By SETH BORENSTEIN and ISABELLA O’MALLEY
Sweltering heat is blanketing much of the planet, and one unofficial analysis says the past seven days have been the hottest week on record, the latest grim milestone in a series of climate-change-driven extremes.
On Thursday, the National Oceanic and Atmospheric Administration distanced itself from the designation, compiled by the University of Maine’s Climate Reanalyzer, which uses satellite data and computer simulations to measure the world’s condition. That metric showed that Earth’s average temperature on Wednesday remained at an unofficial record high, 62.9 degrees Fahrenheit (17.18 degrees Celsius), set the day before.
And for the seven-day period ending Wednesday, the daily average temperature was .08 degrees Fahrenheit (.04 degrees Celsius) higher than any week in 44 years of record-keeping, according to Climate Reanalyzer data.
Though the figures are unofficial, many scientists agree they indicate climate change is reaching uncharted territory. And the White House said the data show the need for legislative action.
“The alarming extreme weather events impacting millions of Americans underscore the urgency of President Biden’s climate agenda and the absurdity of continued efforts by Republican lawmakers to block and repeal it,” spokesman Abdullah Hasan said.

##########

*What you will do*. Reproduce the part of the heat-record article that begins at the words "Though the figures" and stops after "Abdullah Hasan said.". The listing that comes next is drawn from a separate source.

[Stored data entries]

##########

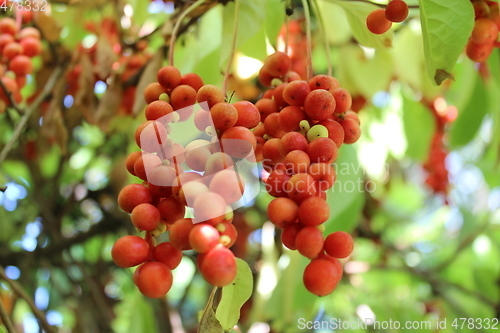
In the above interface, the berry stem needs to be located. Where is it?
[222,0,240,99]
[302,0,312,80]
[168,0,207,66]
[311,0,333,76]
[284,0,290,54]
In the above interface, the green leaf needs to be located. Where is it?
[220,0,266,66]
[325,0,393,48]
[403,95,436,161]
[197,289,224,333]
[264,0,285,45]
[326,145,364,226]
[215,258,253,331]
[419,0,474,85]
[450,76,488,147]
[339,44,394,96]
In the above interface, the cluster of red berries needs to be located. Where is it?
[465,0,500,62]
[112,66,266,298]
[423,98,457,195]
[0,16,42,105]
[254,52,361,296]
[66,18,152,115]
[366,0,409,35]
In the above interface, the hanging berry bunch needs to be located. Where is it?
[366,0,409,35]
[254,45,361,296]
[112,66,259,298]
[0,16,42,105]
[423,98,457,196]
[465,0,500,63]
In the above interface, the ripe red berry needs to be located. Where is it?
[189,223,219,253]
[295,227,323,259]
[111,236,150,268]
[325,231,354,259]
[299,196,330,226]
[200,246,237,287]
[157,66,181,89]
[118,184,153,213]
[134,261,173,298]
[153,242,182,270]
[303,259,342,296]
[267,198,299,229]
[470,18,498,44]
[366,8,392,35]
[130,203,161,231]
[385,0,409,22]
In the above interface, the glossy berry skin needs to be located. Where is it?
[130,203,161,231]
[325,231,354,259]
[298,196,330,226]
[153,242,182,270]
[170,218,194,251]
[470,18,498,44]
[118,184,153,213]
[303,259,341,296]
[295,227,323,259]
[189,223,219,253]
[157,197,186,224]
[200,246,236,287]
[366,8,392,35]
[111,236,149,268]
[385,0,409,23]
[157,66,181,89]
[267,198,299,229]
[134,261,173,298]
[307,138,338,163]
[304,89,337,120]
[221,126,257,158]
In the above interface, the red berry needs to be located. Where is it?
[366,8,392,35]
[134,261,173,298]
[385,0,409,22]
[111,236,149,268]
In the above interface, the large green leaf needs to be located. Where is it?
[419,0,474,85]
[219,0,266,65]
[325,0,393,48]
[215,258,253,331]
[403,95,436,161]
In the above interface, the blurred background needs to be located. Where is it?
[0,0,500,333]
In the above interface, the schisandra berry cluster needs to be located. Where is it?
[0,16,42,105]
[254,52,361,296]
[112,66,260,298]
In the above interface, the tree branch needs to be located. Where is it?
[0,301,17,333]
[0,66,63,163]
[0,80,22,113]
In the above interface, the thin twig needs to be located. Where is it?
[302,0,312,80]
[0,266,56,333]
[168,0,207,66]
[0,66,63,163]
[0,301,17,333]
[222,0,240,98]
[0,80,22,113]
[285,0,290,54]
[311,0,333,76]
[320,0,420,9]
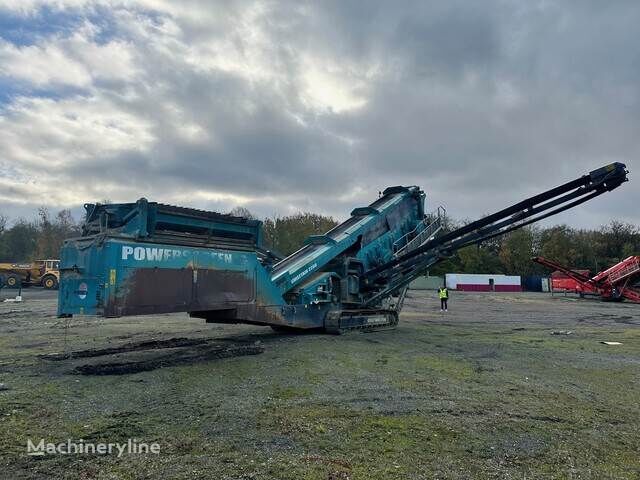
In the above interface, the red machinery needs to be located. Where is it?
[533,257,640,303]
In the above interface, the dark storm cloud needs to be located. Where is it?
[0,1,640,225]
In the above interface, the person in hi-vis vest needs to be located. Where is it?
[438,285,449,312]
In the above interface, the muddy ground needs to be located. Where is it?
[0,289,640,480]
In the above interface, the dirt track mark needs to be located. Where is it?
[72,344,264,375]
[38,338,209,361]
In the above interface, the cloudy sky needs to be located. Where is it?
[0,0,640,226]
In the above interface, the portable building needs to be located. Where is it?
[446,273,522,292]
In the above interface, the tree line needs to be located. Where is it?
[0,203,640,275]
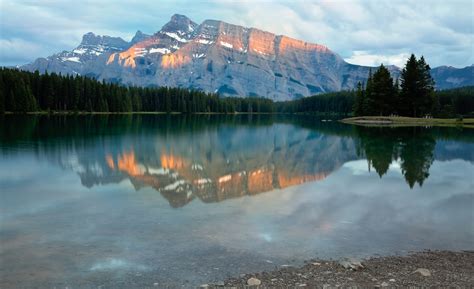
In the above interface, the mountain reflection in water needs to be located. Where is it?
[1,115,474,207]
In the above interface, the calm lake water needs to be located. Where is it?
[0,115,474,288]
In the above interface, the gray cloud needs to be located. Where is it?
[0,0,474,67]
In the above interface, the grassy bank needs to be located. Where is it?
[341,116,474,128]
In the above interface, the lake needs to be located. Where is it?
[0,115,474,288]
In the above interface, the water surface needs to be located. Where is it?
[0,115,474,288]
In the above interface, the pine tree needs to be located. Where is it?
[399,54,419,116]
[371,64,394,115]
[414,56,436,116]
[353,81,364,116]
[362,70,375,115]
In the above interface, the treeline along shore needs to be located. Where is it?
[0,55,474,118]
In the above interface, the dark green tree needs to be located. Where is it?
[353,81,365,116]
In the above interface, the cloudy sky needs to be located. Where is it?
[0,0,474,67]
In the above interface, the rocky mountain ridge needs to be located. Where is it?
[21,14,473,100]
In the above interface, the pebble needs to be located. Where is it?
[414,268,431,277]
[247,277,262,286]
[339,259,364,271]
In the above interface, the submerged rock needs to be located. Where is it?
[339,258,364,271]
[247,277,262,286]
[414,268,431,277]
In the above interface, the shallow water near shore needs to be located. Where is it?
[0,115,474,288]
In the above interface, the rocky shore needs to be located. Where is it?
[207,251,474,288]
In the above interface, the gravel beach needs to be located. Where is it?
[216,251,474,288]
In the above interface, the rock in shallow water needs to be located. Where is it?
[415,268,431,277]
[339,259,364,271]
[247,277,262,286]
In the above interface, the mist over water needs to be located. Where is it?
[0,115,474,288]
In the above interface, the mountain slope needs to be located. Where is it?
[21,14,472,100]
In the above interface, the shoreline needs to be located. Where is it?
[340,116,474,128]
[218,251,474,288]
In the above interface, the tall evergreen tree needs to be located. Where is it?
[370,64,395,115]
[413,56,436,116]
[353,81,364,116]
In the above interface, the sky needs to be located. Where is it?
[0,0,474,67]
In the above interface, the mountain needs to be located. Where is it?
[20,14,472,100]
[431,64,474,89]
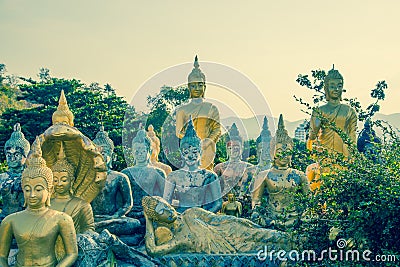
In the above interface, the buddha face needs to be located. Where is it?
[228,193,235,202]
[6,147,26,169]
[257,142,271,162]
[155,201,178,223]
[226,140,242,159]
[53,172,72,196]
[151,142,160,160]
[181,143,201,166]
[188,82,206,98]
[22,177,50,209]
[274,144,292,167]
[100,144,113,166]
[132,143,150,164]
[324,79,343,100]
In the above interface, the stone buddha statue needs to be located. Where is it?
[122,129,166,219]
[34,91,107,261]
[91,126,140,238]
[214,123,253,196]
[221,193,242,217]
[252,114,310,230]
[147,124,172,175]
[143,196,294,256]
[176,56,221,170]
[164,117,222,212]
[0,123,30,221]
[307,68,357,157]
[0,137,78,267]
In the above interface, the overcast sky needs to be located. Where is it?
[0,0,400,121]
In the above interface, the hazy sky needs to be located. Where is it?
[0,0,400,121]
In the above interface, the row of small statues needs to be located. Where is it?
[0,57,380,266]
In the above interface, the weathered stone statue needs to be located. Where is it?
[143,197,292,256]
[214,123,253,196]
[91,126,140,240]
[0,138,78,267]
[252,114,310,230]
[34,91,107,261]
[147,125,172,175]
[122,129,166,219]
[164,117,222,212]
[0,123,30,221]
[221,193,242,217]
[176,56,221,170]
[307,68,357,157]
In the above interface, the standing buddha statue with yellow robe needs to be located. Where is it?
[176,56,221,170]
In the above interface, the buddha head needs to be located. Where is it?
[147,124,160,161]
[271,114,294,168]
[52,90,74,126]
[21,138,53,209]
[179,116,201,166]
[226,123,243,160]
[4,123,30,170]
[132,127,151,165]
[93,126,114,170]
[51,142,75,198]
[256,116,271,163]
[188,56,206,98]
[324,66,343,101]
[142,196,178,223]
[228,193,236,203]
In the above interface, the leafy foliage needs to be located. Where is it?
[295,68,400,266]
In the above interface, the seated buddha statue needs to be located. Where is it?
[0,137,78,267]
[122,129,165,220]
[214,123,253,196]
[307,68,357,157]
[163,117,222,212]
[147,124,172,175]
[0,123,30,221]
[252,114,310,231]
[143,196,294,256]
[91,126,140,238]
[176,56,221,170]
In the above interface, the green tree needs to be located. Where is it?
[295,70,400,266]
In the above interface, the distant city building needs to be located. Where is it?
[294,120,308,142]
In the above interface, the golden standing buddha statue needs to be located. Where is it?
[176,56,221,170]
[0,138,78,267]
[252,114,310,230]
[147,124,172,175]
[307,68,357,157]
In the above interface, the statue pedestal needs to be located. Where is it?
[157,253,281,267]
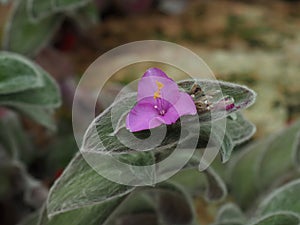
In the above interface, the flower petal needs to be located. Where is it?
[126,99,165,132]
[142,67,173,81]
[165,92,197,120]
[137,68,179,104]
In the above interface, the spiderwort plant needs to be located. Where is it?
[126,68,197,132]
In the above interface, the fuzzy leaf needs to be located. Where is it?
[0,65,61,108]
[251,212,300,225]
[83,81,255,169]
[151,182,195,225]
[214,203,246,225]
[37,196,124,225]
[0,51,43,95]
[27,0,54,21]
[0,111,32,162]
[3,1,61,55]
[18,211,40,225]
[47,153,134,217]
[258,179,300,216]
[228,121,300,207]
[53,0,91,10]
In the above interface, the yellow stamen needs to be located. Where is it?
[153,81,164,99]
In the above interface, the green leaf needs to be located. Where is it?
[47,153,134,217]
[251,212,300,225]
[53,0,91,10]
[226,112,256,145]
[215,203,246,225]
[0,65,61,108]
[18,211,40,225]
[0,51,43,95]
[228,121,300,207]
[27,0,55,21]
[170,162,227,202]
[38,196,125,225]
[11,104,56,131]
[0,110,32,162]
[149,182,196,225]
[3,0,62,55]
[258,179,300,216]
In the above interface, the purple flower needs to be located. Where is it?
[126,68,197,132]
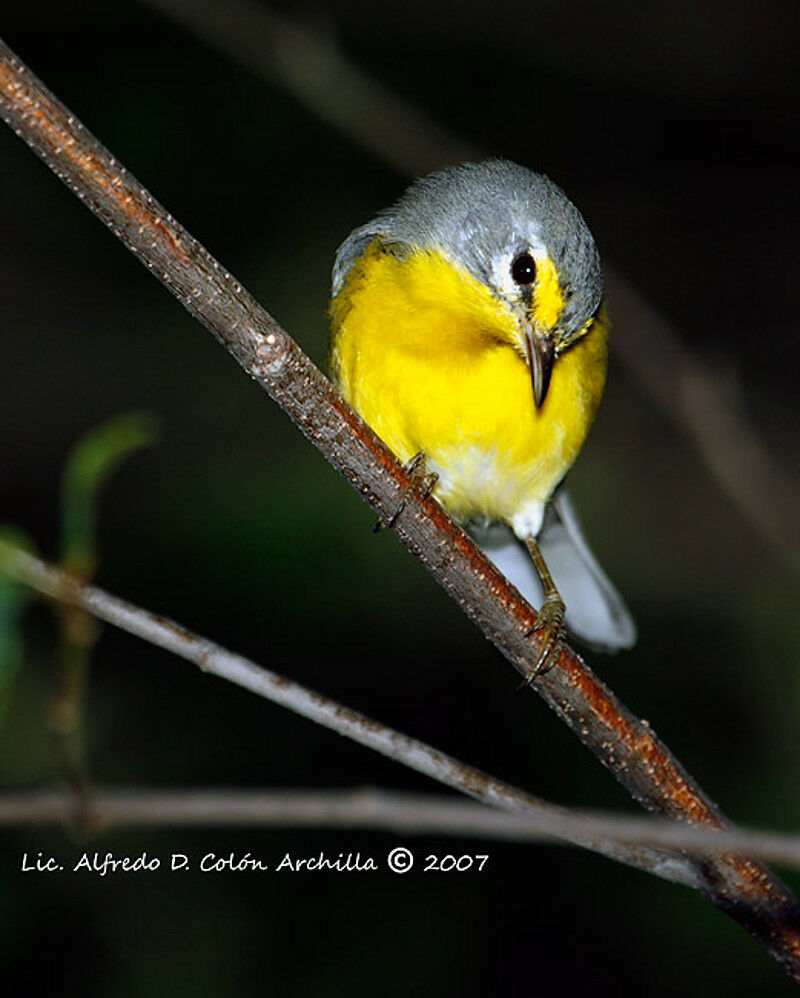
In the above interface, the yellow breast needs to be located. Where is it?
[331,245,607,522]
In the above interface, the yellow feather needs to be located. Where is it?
[331,244,607,522]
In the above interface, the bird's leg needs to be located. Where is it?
[521,537,565,686]
[372,451,439,534]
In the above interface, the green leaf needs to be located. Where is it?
[0,524,34,723]
[61,413,158,579]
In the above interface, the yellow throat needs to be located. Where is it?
[331,241,608,533]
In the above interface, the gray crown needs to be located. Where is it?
[333,159,603,335]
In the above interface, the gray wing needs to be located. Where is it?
[469,488,636,651]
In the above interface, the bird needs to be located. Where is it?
[329,159,636,679]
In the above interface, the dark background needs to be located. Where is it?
[0,0,800,998]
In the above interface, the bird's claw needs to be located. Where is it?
[519,594,565,689]
[372,451,439,534]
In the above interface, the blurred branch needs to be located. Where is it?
[7,784,800,872]
[142,0,475,176]
[607,271,800,570]
[0,43,800,980]
[141,0,800,571]
[48,413,156,803]
[0,539,701,887]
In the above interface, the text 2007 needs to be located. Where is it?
[423,853,489,873]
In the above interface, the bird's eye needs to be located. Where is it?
[511,253,536,284]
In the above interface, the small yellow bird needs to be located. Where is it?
[330,160,635,675]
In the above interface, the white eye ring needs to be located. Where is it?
[511,250,536,287]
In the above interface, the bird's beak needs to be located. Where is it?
[523,322,555,409]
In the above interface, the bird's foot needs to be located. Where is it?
[519,593,565,689]
[372,451,439,534]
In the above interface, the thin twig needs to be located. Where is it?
[0,43,800,980]
[141,0,800,571]
[6,787,800,872]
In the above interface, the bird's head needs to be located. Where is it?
[333,160,603,408]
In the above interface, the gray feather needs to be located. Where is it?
[468,488,636,651]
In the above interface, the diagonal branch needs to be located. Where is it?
[0,43,800,980]
[6,781,800,887]
[140,0,800,571]
[0,540,702,887]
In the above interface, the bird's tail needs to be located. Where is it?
[469,488,636,651]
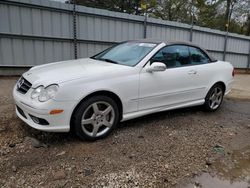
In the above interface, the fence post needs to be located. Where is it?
[189,24,194,42]
[73,0,77,59]
[223,31,228,61]
[247,40,250,72]
[143,9,147,38]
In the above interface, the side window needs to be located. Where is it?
[189,47,210,65]
[150,45,190,68]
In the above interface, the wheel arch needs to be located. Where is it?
[70,90,123,130]
[209,81,226,93]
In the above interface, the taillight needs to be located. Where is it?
[232,68,235,77]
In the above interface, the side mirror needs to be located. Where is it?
[146,62,167,72]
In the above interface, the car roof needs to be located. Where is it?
[127,38,216,61]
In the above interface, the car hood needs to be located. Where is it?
[23,58,132,88]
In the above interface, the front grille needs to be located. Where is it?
[17,77,32,94]
[16,106,27,119]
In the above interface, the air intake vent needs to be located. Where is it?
[17,77,32,94]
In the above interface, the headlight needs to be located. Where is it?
[31,86,44,99]
[38,85,58,102]
[31,84,58,102]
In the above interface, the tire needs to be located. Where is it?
[73,95,119,141]
[204,83,225,112]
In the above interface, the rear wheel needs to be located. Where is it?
[74,96,119,140]
[204,84,224,111]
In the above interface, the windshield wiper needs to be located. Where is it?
[101,59,119,64]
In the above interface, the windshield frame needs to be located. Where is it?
[89,41,158,67]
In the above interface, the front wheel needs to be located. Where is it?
[204,84,224,111]
[74,96,119,141]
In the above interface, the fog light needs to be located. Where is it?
[29,114,49,125]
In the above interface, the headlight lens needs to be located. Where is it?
[31,84,58,102]
[31,86,44,99]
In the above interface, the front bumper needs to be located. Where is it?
[13,84,75,132]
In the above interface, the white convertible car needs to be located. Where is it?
[13,40,234,140]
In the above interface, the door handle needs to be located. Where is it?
[188,70,197,74]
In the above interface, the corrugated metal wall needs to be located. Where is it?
[0,0,250,72]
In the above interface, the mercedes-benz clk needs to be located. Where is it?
[13,40,234,140]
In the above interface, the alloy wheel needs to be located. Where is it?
[209,87,223,110]
[81,101,115,138]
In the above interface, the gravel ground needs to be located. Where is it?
[0,77,250,187]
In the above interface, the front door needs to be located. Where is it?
[139,45,205,110]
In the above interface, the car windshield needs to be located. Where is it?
[91,42,156,66]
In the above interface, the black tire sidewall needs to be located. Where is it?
[204,83,225,112]
[74,95,119,141]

##########

*Exercise result*.
Though the figures are unofficial, many scientists agree they indicate climate change is reaching uncharted territory. And the White House said the data show the need for legislative action.
“The alarming extreme weather events impacting millions of Americans underscore the urgency of President Biden’s climate agenda and the absurdity of continued efforts by Republican lawmakers to block and repeal it,” spokesman Abdullah Hasan said.